─── Extrait du texte ───

Dix-sept ans, c’est l’âge qu’Eric Fottorino avait lorsqu’il a fait la connaissance de son père naturel, un juif marocain, évoqué dans un précédent livre « Questions à mon père » ; c’est aussi l’âge que sa mère avait lorsqu’elle l’a mis clandestinement au monde à Nice le 26 août 1960.

Dix ans plus tard, elle épousait celui qui deviendrait son père adoptif et auquel l’auteur rend également hommage dans « L’homme qui m’aimait tout bas », après que ce dernier se soit « tué d’un coup de carabine », comme le mentionne d’emblée l’incipit de l’ouvrage en question.

Ce parcours assez tourmenté est à l’origine d’une quête identitaire menée depuis des années, par Eric Fottorino avec autant de délicatesse et de pudeur que de talent littéraire, « Dix sept-ans » représentant le dernier panneau de son triptyque de vie. « Deux pères ont effacé une mère, comme un drame peut en cacher un autre » écrit-il très joliment.

───

Tâche brève 1
Recopiez le passage de l'extrait qui commence par « Dix-sept ans, c’est » et va jusqu'à « l’ouvrage en question. », en remplaçant « Nice » par « Marseille ».
Tâche brève 2
Selon l'extrait, à quel âge Eric Fottorino a-t-il fait la connaissance de son père naturel ?

─── Lignes enregistrées ───

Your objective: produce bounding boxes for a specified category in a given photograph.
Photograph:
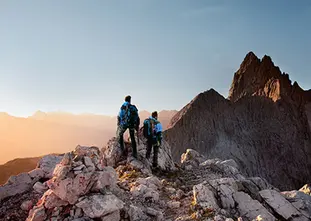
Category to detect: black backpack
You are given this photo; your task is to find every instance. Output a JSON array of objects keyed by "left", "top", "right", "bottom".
[
  {"left": 124, "top": 104, "right": 139, "bottom": 128},
  {"left": 143, "top": 118, "right": 157, "bottom": 138}
]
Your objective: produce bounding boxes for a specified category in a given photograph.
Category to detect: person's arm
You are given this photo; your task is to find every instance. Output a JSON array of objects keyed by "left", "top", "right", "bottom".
[
  {"left": 117, "top": 105, "right": 125, "bottom": 126},
  {"left": 155, "top": 122, "right": 162, "bottom": 145}
]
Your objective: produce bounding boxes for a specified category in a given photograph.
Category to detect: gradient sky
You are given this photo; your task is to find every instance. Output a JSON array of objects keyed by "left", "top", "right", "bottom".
[{"left": 0, "top": 0, "right": 311, "bottom": 116}]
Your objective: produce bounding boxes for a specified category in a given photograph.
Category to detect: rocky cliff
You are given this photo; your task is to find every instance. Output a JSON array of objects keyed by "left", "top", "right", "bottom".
[
  {"left": 165, "top": 53, "right": 311, "bottom": 189},
  {"left": 0, "top": 142, "right": 311, "bottom": 221}
]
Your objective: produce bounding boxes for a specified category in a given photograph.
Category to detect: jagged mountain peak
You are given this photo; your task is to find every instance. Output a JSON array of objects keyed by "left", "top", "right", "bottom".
[
  {"left": 167, "top": 88, "right": 226, "bottom": 129},
  {"left": 228, "top": 52, "right": 305, "bottom": 103}
]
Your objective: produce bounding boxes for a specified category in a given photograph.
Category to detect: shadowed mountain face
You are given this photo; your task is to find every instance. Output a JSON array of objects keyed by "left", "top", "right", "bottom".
[
  {"left": 0, "top": 111, "right": 177, "bottom": 165},
  {"left": 165, "top": 53, "right": 311, "bottom": 189},
  {"left": 0, "top": 157, "right": 41, "bottom": 185}
]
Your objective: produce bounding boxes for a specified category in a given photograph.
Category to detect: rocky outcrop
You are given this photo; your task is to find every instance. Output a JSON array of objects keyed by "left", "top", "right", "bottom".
[
  {"left": 0, "top": 155, "right": 62, "bottom": 202},
  {"left": 102, "top": 135, "right": 176, "bottom": 171},
  {"left": 179, "top": 150, "right": 311, "bottom": 221},
  {"left": 0, "top": 143, "right": 311, "bottom": 221},
  {"left": 27, "top": 146, "right": 123, "bottom": 221},
  {"left": 164, "top": 53, "right": 311, "bottom": 190},
  {"left": 228, "top": 52, "right": 309, "bottom": 105}
]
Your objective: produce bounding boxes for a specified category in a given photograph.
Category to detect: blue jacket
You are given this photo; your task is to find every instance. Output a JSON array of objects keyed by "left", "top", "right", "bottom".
[
  {"left": 149, "top": 116, "right": 163, "bottom": 142},
  {"left": 118, "top": 101, "right": 130, "bottom": 125}
]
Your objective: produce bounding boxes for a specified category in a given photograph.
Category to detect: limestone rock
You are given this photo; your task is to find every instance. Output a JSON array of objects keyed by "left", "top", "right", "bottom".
[
  {"left": 26, "top": 206, "right": 47, "bottom": 221},
  {"left": 21, "top": 200, "right": 33, "bottom": 211},
  {"left": 259, "top": 190, "right": 300, "bottom": 220},
  {"left": 33, "top": 182, "right": 48, "bottom": 193},
  {"left": 128, "top": 205, "right": 148, "bottom": 221},
  {"left": 47, "top": 173, "right": 94, "bottom": 204},
  {"left": 193, "top": 184, "right": 219, "bottom": 209},
  {"left": 101, "top": 210, "right": 121, "bottom": 221},
  {"left": 41, "top": 190, "right": 68, "bottom": 209},
  {"left": 233, "top": 192, "right": 276, "bottom": 220},
  {"left": 76, "top": 194, "right": 124, "bottom": 218},
  {"left": 93, "top": 166, "right": 118, "bottom": 191},
  {"left": 37, "top": 155, "right": 63, "bottom": 179},
  {"left": 28, "top": 168, "right": 44, "bottom": 180}
]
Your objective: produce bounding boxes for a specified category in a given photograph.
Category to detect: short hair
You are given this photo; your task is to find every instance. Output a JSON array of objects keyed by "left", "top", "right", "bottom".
[
  {"left": 151, "top": 111, "right": 158, "bottom": 118},
  {"left": 124, "top": 95, "right": 131, "bottom": 102}
]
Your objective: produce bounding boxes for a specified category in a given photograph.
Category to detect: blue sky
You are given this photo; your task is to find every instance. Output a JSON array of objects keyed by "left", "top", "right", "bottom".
[{"left": 0, "top": 0, "right": 311, "bottom": 116}]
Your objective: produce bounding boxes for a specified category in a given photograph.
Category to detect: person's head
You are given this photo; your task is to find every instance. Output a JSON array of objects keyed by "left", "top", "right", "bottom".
[
  {"left": 124, "top": 95, "right": 131, "bottom": 103},
  {"left": 151, "top": 111, "right": 158, "bottom": 119}
]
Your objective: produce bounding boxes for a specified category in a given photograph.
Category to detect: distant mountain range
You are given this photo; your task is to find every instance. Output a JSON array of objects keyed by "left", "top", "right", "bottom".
[
  {"left": 165, "top": 52, "right": 311, "bottom": 189},
  {"left": 0, "top": 110, "right": 177, "bottom": 165}
]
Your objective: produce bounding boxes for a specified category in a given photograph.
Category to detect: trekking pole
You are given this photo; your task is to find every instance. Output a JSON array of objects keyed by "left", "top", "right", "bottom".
[{"left": 136, "top": 130, "right": 139, "bottom": 145}]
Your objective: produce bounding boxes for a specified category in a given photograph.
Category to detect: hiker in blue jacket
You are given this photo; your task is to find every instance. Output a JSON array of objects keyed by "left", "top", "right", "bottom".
[
  {"left": 117, "top": 95, "right": 140, "bottom": 158},
  {"left": 144, "top": 111, "right": 162, "bottom": 168}
]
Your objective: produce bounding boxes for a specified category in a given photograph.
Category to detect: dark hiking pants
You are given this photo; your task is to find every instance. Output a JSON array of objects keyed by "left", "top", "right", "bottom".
[
  {"left": 117, "top": 125, "right": 137, "bottom": 158},
  {"left": 146, "top": 138, "right": 159, "bottom": 167}
]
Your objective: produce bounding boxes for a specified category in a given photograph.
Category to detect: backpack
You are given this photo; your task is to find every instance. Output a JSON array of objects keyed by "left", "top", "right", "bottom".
[
  {"left": 124, "top": 104, "right": 139, "bottom": 128},
  {"left": 143, "top": 118, "right": 157, "bottom": 138}
]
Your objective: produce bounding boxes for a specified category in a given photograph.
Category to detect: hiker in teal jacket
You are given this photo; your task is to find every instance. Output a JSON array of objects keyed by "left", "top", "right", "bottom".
[
  {"left": 117, "top": 96, "right": 140, "bottom": 158},
  {"left": 144, "top": 111, "right": 162, "bottom": 168}
]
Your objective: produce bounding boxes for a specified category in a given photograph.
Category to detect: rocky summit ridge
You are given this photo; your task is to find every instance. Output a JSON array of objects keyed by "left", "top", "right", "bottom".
[
  {"left": 0, "top": 138, "right": 311, "bottom": 221},
  {"left": 164, "top": 52, "right": 311, "bottom": 190},
  {"left": 0, "top": 50, "right": 311, "bottom": 221}
]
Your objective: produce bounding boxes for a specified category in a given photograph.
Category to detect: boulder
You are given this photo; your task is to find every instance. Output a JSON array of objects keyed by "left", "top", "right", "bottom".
[
  {"left": 76, "top": 194, "right": 124, "bottom": 218},
  {"left": 259, "top": 190, "right": 300, "bottom": 220},
  {"left": 26, "top": 206, "right": 47, "bottom": 221},
  {"left": 128, "top": 205, "right": 148, "bottom": 221},
  {"left": 47, "top": 173, "right": 95, "bottom": 204},
  {"left": 233, "top": 192, "right": 276, "bottom": 221},
  {"left": 28, "top": 168, "right": 44, "bottom": 180},
  {"left": 193, "top": 184, "right": 219, "bottom": 209},
  {"left": 33, "top": 182, "right": 48, "bottom": 193},
  {"left": 281, "top": 190, "right": 311, "bottom": 219},
  {"left": 92, "top": 166, "right": 118, "bottom": 191},
  {"left": 41, "top": 190, "right": 68, "bottom": 209},
  {"left": 101, "top": 210, "right": 121, "bottom": 221},
  {"left": 21, "top": 200, "right": 33, "bottom": 211},
  {"left": 209, "top": 178, "right": 238, "bottom": 209},
  {"left": 0, "top": 173, "right": 33, "bottom": 201},
  {"left": 37, "top": 155, "right": 63, "bottom": 179},
  {"left": 180, "top": 149, "right": 206, "bottom": 170}
]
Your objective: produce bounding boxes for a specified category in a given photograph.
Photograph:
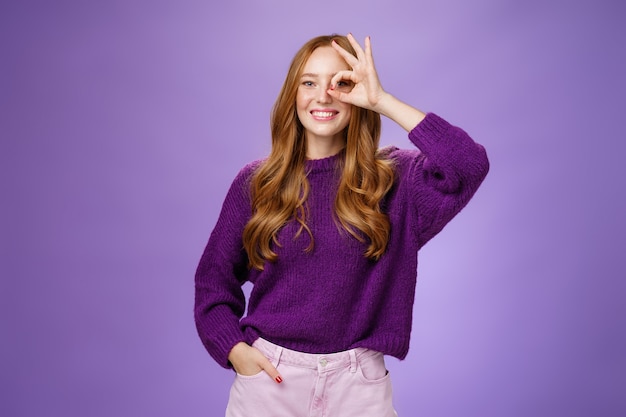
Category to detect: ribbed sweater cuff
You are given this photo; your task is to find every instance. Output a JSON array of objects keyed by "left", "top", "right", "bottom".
[{"left": 199, "top": 305, "right": 245, "bottom": 369}]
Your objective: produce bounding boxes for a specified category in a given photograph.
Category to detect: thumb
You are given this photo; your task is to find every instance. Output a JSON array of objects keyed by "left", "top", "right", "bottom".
[{"left": 259, "top": 357, "right": 283, "bottom": 384}]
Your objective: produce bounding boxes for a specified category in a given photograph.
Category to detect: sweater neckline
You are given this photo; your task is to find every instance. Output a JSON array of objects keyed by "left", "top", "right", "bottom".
[{"left": 305, "top": 148, "right": 345, "bottom": 172}]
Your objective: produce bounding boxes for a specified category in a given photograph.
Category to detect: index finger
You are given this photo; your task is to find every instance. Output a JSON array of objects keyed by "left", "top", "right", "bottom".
[{"left": 259, "top": 357, "right": 283, "bottom": 384}]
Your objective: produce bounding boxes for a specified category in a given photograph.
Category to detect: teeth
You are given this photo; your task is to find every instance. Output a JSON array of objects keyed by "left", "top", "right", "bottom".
[{"left": 312, "top": 111, "right": 334, "bottom": 117}]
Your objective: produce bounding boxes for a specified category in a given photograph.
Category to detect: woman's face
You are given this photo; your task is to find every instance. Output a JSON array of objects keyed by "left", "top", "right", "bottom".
[{"left": 296, "top": 46, "right": 352, "bottom": 150}]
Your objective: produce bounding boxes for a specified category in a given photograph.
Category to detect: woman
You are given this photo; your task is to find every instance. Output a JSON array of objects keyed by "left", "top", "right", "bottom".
[{"left": 195, "top": 35, "right": 488, "bottom": 417}]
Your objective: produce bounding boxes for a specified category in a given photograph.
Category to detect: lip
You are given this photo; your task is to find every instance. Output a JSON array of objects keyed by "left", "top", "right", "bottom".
[{"left": 309, "top": 109, "right": 339, "bottom": 121}]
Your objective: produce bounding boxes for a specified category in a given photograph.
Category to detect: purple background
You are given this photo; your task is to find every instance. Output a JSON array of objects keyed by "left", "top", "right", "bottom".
[{"left": 0, "top": 0, "right": 626, "bottom": 417}]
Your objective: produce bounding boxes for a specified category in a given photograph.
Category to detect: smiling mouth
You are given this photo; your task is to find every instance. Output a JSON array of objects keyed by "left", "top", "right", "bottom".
[{"left": 311, "top": 111, "right": 338, "bottom": 119}]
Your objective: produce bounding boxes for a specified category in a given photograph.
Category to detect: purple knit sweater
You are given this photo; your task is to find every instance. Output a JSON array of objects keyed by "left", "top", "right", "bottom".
[{"left": 195, "top": 113, "right": 489, "bottom": 367}]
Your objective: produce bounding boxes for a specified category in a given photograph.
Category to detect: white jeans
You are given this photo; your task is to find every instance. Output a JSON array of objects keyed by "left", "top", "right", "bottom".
[{"left": 226, "top": 339, "right": 397, "bottom": 417}]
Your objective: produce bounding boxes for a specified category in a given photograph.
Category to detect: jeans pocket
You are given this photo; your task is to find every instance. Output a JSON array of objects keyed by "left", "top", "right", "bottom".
[{"left": 358, "top": 352, "right": 389, "bottom": 383}]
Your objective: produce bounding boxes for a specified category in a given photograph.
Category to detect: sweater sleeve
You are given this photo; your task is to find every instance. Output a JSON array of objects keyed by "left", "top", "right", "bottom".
[
  {"left": 409, "top": 113, "right": 489, "bottom": 247},
  {"left": 194, "top": 165, "right": 252, "bottom": 368}
]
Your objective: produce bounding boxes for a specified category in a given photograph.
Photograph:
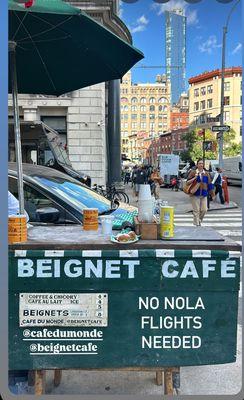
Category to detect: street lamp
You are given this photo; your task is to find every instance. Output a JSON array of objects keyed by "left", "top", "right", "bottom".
[{"left": 219, "top": 0, "right": 241, "bottom": 168}]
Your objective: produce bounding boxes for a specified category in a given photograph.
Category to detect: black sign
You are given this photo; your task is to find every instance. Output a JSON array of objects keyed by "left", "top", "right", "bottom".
[{"left": 212, "top": 125, "right": 230, "bottom": 132}]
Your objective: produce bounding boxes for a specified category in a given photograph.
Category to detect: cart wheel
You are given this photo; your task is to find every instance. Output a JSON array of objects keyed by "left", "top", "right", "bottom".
[
  {"left": 35, "top": 370, "right": 46, "bottom": 396},
  {"left": 156, "top": 370, "right": 163, "bottom": 386}
]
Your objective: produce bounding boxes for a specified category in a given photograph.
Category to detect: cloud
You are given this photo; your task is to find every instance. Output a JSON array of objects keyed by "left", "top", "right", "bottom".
[
  {"left": 129, "top": 15, "right": 149, "bottom": 33},
  {"left": 152, "top": 0, "right": 199, "bottom": 25},
  {"left": 137, "top": 15, "right": 149, "bottom": 25},
  {"left": 198, "top": 35, "right": 222, "bottom": 54},
  {"left": 231, "top": 43, "right": 242, "bottom": 54},
  {"left": 119, "top": 0, "right": 124, "bottom": 19}
]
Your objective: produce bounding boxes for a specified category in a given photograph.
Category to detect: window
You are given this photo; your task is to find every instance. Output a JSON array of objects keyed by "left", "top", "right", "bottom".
[
  {"left": 224, "top": 111, "right": 230, "bottom": 121},
  {"left": 194, "top": 101, "right": 199, "bottom": 111},
  {"left": 194, "top": 89, "right": 199, "bottom": 97},
  {"left": 201, "top": 100, "right": 206, "bottom": 110},
  {"left": 201, "top": 86, "right": 206, "bottom": 96},
  {"left": 158, "top": 105, "right": 167, "bottom": 112},
  {"left": 208, "top": 85, "right": 213, "bottom": 93},
  {"left": 9, "top": 177, "right": 77, "bottom": 224},
  {"left": 207, "top": 99, "right": 213, "bottom": 108},
  {"left": 224, "top": 82, "right": 230, "bottom": 92},
  {"left": 158, "top": 97, "right": 168, "bottom": 103},
  {"left": 200, "top": 115, "right": 205, "bottom": 124},
  {"left": 224, "top": 96, "right": 230, "bottom": 106}
]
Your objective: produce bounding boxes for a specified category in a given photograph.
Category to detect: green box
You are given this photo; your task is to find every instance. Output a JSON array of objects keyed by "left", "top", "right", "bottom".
[{"left": 9, "top": 249, "right": 240, "bottom": 369}]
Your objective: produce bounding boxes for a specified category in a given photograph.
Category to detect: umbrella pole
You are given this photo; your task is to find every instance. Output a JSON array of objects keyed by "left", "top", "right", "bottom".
[{"left": 9, "top": 41, "right": 25, "bottom": 214}]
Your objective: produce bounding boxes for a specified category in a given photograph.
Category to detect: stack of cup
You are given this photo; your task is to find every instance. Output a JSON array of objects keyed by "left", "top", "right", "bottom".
[
  {"left": 138, "top": 185, "right": 153, "bottom": 222},
  {"left": 8, "top": 215, "right": 27, "bottom": 244}
]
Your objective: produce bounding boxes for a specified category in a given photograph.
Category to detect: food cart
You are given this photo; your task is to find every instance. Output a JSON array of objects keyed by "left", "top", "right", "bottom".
[{"left": 9, "top": 226, "right": 241, "bottom": 394}]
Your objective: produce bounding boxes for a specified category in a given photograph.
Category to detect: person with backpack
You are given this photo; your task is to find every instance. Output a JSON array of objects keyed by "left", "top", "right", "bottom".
[
  {"left": 212, "top": 167, "right": 225, "bottom": 204},
  {"left": 186, "top": 159, "right": 214, "bottom": 226}
]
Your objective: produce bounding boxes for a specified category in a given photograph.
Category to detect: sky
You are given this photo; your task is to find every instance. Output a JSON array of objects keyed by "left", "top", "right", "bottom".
[{"left": 120, "top": 0, "right": 242, "bottom": 87}]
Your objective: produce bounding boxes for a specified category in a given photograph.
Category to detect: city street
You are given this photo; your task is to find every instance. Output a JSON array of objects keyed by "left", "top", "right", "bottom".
[{"left": 39, "top": 185, "right": 242, "bottom": 396}]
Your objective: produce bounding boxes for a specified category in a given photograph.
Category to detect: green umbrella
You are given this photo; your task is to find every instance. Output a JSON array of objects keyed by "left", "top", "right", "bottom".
[{"left": 9, "top": 0, "right": 143, "bottom": 213}]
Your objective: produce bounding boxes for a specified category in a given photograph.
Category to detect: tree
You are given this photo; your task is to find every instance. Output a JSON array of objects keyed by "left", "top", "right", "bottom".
[{"left": 223, "top": 129, "right": 242, "bottom": 157}]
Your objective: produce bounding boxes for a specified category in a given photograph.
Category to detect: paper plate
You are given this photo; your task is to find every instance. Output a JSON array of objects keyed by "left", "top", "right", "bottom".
[{"left": 110, "top": 235, "right": 139, "bottom": 244}]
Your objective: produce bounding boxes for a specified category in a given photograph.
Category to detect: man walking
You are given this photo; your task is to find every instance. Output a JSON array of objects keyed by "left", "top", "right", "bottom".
[{"left": 212, "top": 168, "right": 225, "bottom": 204}]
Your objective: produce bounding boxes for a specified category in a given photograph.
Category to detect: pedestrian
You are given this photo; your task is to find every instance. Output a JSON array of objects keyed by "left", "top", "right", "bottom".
[
  {"left": 212, "top": 167, "right": 225, "bottom": 204},
  {"left": 186, "top": 159, "right": 214, "bottom": 226},
  {"left": 124, "top": 167, "right": 130, "bottom": 185},
  {"left": 134, "top": 166, "right": 147, "bottom": 197},
  {"left": 150, "top": 168, "right": 162, "bottom": 200}
]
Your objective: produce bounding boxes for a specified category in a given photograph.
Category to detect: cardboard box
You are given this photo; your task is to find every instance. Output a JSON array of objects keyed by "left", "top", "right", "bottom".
[{"left": 134, "top": 217, "right": 160, "bottom": 240}]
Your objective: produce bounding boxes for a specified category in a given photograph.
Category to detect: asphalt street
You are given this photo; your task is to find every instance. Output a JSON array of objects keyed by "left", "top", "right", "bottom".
[{"left": 37, "top": 186, "right": 242, "bottom": 397}]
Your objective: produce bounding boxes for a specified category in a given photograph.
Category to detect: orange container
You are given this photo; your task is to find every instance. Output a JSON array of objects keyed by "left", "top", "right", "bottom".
[
  {"left": 8, "top": 215, "right": 27, "bottom": 244},
  {"left": 83, "top": 208, "right": 98, "bottom": 231}
]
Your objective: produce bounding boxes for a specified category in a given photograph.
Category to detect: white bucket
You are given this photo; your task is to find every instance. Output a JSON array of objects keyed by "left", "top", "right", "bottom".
[{"left": 138, "top": 185, "right": 152, "bottom": 201}]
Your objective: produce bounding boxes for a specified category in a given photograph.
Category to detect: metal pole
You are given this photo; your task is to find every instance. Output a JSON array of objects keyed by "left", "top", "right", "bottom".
[
  {"left": 202, "top": 128, "right": 206, "bottom": 166},
  {"left": 218, "top": 0, "right": 241, "bottom": 168},
  {"left": 9, "top": 41, "right": 25, "bottom": 214},
  {"left": 218, "top": 26, "right": 227, "bottom": 168}
]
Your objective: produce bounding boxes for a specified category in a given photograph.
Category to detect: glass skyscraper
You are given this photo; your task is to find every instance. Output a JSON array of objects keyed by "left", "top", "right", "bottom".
[{"left": 165, "top": 9, "right": 186, "bottom": 104}]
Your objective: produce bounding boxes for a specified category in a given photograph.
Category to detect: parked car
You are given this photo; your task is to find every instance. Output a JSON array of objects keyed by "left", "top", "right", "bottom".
[
  {"left": 9, "top": 121, "right": 91, "bottom": 187},
  {"left": 9, "top": 163, "right": 137, "bottom": 229}
]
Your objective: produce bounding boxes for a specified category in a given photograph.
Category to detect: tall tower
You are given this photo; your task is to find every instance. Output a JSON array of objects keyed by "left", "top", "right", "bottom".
[{"left": 165, "top": 9, "right": 186, "bottom": 104}]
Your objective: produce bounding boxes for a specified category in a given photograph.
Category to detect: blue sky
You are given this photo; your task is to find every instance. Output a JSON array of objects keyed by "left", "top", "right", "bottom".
[{"left": 120, "top": 0, "right": 242, "bottom": 86}]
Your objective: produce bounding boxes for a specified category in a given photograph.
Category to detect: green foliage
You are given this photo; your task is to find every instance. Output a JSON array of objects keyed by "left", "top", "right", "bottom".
[
  {"left": 223, "top": 129, "right": 242, "bottom": 157},
  {"left": 181, "top": 127, "right": 242, "bottom": 161}
]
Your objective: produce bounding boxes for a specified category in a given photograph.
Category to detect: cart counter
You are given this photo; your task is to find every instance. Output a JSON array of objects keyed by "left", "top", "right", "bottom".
[{"left": 9, "top": 226, "right": 241, "bottom": 370}]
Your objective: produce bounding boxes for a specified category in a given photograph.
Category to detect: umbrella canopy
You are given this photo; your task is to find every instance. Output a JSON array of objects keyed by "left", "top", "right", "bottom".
[{"left": 9, "top": 0, "right": 144, "bottom": 96}]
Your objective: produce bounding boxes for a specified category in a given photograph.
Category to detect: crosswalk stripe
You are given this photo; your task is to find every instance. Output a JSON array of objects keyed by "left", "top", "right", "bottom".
[{"left": 218, "top": 229, "right": 242, "bottom": 236}]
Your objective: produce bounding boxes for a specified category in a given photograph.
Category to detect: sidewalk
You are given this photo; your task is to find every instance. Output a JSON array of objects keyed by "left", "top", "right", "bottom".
[{"left": 124, "top": 183, "right": 238, "bottom": 213}]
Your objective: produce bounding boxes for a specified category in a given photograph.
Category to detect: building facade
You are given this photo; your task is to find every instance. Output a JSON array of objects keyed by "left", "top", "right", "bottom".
[
  {"left": 120, "top": 72, "right": 170, "bottom": 163},
  {"left": 165, "top": 9, "right": 186, "bottom": 104},
  {"left": 189, "top": 67, "right": 242, "bottom": 143},
  {"left": 9, "top": 0, "right": 132, "bottom": 185},
  {"left": 170, "top": 93, "right": 189, "bottom": 130}
]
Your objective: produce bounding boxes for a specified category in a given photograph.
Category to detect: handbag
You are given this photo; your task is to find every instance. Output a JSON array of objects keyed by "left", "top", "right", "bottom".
[{"left": 183, "top": 178, "right": 200, "bottom": 195}]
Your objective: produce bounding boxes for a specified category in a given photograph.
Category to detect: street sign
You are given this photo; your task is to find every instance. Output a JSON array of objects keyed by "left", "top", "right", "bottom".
[
  {"left": 207, "top": 117, "right": 219, "bottom": 122},
  {"left": 212, "top": 125, "right": 230, "bottom": 132}
]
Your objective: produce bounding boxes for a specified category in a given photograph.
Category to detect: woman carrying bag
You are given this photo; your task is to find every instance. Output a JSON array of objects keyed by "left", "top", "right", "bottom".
[{"left": 185, "top": 159, "right": 215, "bottom": 226}]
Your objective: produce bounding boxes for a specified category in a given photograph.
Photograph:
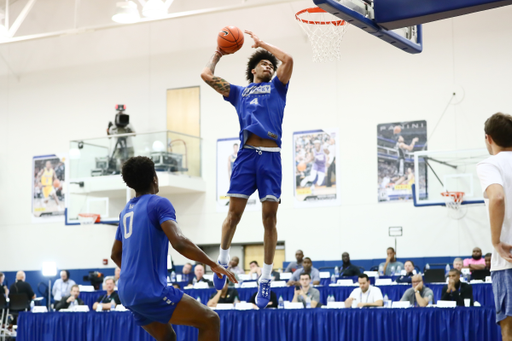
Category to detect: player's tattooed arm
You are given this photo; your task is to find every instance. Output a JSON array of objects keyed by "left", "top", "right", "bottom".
[{"left": 201, "top": 51, "right": 231, "bottom": 97}]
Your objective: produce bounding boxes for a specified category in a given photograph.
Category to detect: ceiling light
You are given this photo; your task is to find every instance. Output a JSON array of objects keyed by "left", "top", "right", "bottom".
[
  {"left": 112, "top": 1, "right": 140, "bottom": 24},
  {"left": 142, "top": 0, "right": 170, "bottom": 19}
]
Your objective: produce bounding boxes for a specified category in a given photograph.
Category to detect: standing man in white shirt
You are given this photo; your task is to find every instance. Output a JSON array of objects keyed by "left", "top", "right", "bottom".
[
  {"left": 345, "top": 274, "right": 384, "bottom": 308},
  {"left": 477, "top": 113, "right": 512, "bottom": 341}
]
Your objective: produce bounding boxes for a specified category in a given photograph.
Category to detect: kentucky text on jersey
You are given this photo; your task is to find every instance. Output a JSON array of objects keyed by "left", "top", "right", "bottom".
[{"left": 224, "top": 77, "right": 289, "bottom": 147}]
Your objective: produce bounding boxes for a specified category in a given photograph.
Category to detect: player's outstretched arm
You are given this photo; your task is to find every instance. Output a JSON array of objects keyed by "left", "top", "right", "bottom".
[
  {"left": 160, "top": 220, "right": 238, "bottom": 283},
  {"left": 201, "top": 50, "right": 231, "bottom": 97},
  {"left": 485, "top": 184, "right": 512, "bottom": 263},
  {"left": 245, "top": 30, "right": 293, "bottom": 84}
]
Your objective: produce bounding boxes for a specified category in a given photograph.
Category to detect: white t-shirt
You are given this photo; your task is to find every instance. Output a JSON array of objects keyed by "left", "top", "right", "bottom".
[
  {"left": 476, "top": 152, "right": 512, "bottom": 271},
  {"left": 349, "top": 285, "right": 384, "bottom": 304}
]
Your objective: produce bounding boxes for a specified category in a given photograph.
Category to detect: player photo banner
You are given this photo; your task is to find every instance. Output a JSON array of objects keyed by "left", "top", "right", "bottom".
[
  {"left": 293, "top": 128, "right": 341, "bottom": 207},
  {"left": 32, "top": 154, "right": 68, "bottom": 223},
  {"left": 377, "top": 121, "right": 427, "bottom": 202},
  {"left": 217, "top": 137, "right": 261, "bottom": 212}
]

───

Solution proposée 1
Dix-sept ans, c’est l’âge qu’Eric Fottorino avait lorsqu’il a fait la connaissance de son père naturel, un juif marocain, évoqué dans un précédent livre « Questions à mon père » ; c’est aussi l’âge que sa mère avait lorsqu’elle l’a mis clandestinement au monde à Marseille le 26 août 1960.

Dix ans plus tard, elle épousait celui qui deviendrait son père adoptif et auquel l’auteur rend également hommage dans « L’homme qui m’aimait tout bas », après que ce dernier se soit « tué d’un coup de carabine », comme le mentionne d’emblée l’incipit de l’ouvrage en question.

Solution proposée 2
À dix-sept ans.